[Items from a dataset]

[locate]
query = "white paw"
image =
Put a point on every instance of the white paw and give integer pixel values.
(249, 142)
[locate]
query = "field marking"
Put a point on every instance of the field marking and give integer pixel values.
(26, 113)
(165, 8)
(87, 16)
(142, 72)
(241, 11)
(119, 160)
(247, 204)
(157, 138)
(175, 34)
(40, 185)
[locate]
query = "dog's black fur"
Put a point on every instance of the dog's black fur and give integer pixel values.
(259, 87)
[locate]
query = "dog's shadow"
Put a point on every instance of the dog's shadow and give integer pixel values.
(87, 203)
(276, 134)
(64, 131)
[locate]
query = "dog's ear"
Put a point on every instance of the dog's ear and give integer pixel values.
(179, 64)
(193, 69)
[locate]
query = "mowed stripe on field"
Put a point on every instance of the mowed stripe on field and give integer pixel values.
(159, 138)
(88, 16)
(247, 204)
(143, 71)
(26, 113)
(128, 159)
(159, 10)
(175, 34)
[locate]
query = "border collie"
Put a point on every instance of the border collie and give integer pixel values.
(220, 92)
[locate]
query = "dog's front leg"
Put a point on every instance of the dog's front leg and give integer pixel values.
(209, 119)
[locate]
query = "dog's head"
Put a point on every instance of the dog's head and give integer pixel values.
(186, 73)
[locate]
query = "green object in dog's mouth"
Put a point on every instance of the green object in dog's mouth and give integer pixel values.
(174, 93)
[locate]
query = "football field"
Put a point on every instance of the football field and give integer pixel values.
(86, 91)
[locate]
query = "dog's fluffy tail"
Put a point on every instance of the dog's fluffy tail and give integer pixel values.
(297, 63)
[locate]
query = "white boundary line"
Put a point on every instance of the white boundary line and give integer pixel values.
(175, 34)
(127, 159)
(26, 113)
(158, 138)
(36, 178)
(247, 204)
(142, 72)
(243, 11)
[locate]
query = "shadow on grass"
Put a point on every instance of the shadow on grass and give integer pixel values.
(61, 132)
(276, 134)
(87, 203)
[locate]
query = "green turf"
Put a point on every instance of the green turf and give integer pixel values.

▶ What to do
Please determine how many lines of the records above contain "turf", and state that number only.

▶ Task answer
2